# Start of READING TEXT

Apr 24, 2002 8:40 PM
|I just purchased a set of Michelin Axial Pro tires. I noticed that the recommended tire pressure was 110. I thought this was a little high. I have been keeping my tires around 100 PSI. I am 5-11 and 170lbs. Can someone help me out and explain to me what the differences between riding on 110 versus 100 psi. Thanks in advance!
|re: Tire Pressure||pa rider|
Apr 25, 2002 2:23 AM
|I give it shot in explaining. They rate 110 psi to say max pressure allowed for tire. You run this pressure to get best rolling resistance. The only drawback is if your use to 100 psi this pressure will seem to ride rough.
My tires take 120 psi and I got use to the feel at that pressure. At 110 psi I seem to go slower, but it feels alot comfortable. If you tour or ride at 13avg to 14 avg pace then 100 psi may be ok.
Most people go max psi becuase of roll resistance and you shouldn't get a flat if you hit a small stone. I find max psi give you better control of the bike if you go through gravel.
I'm a MTB rider and know that less air on road tires do not give you better traction. So if somebody tells you to have less air in you tires when it rains they're full of it. You have better traction having it at the max psi.
This works for MTB tires and those of you who go offroad with your Jeeps to leave air out of tires.
I would put max PSI 110 and ride it for awhile and see if you can feel comfortable with it. Rolls better and you won't get any flats. I pump up my tires before every ride becuase I lose air every two or three days. The only time you need to run less air is summer 95+ degree weather.
The sun expands your tires if you leave the bike sit in the sun. For example; eating at a MCdonalds and you bike is leaning against wall with sun beaming onto it. Last year I did a trip with friends, in kentucky, and my buddies tires exploded because he was at max psi and it was 99 degrees when we stopped for food.
Heat expands your tires and thats why you don't put max psi in 95 degree and above weather.
Hopes this helps. Sorry for being so winded.
|re: Tire Pressure||SteveO|
Apr 25, 2002 4:23 AM
|increased pressure may reduce the chance of pinch flats, but increases the chance of punctures (try popping a maxed balloon vs a slightly deflated balloon).
regarding weather, in my experience, you can actually run with MORE pressure in the summertime, as the summertime cold temp is much closer to the operating temp, therefore less expansion will occur while riding (of course, im talking from the practical standpoint of riding, not baking the tires in the sun).

# End of READING TEXT

WHAT IS EXPECTED —
What is the Spanish translation of this sentence from the tire pressure thread: "I noticed that the recommended tire pressure was 110."? The lines after this point come from a different source.

# Start of SOURCE EXCERPT

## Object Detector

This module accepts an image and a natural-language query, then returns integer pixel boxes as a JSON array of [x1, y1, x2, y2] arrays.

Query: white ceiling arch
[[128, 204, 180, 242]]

# End of SOURCE EXCERPT

THE ANSWER —
Noté que la presión recomendada para los neumáticos era de 110.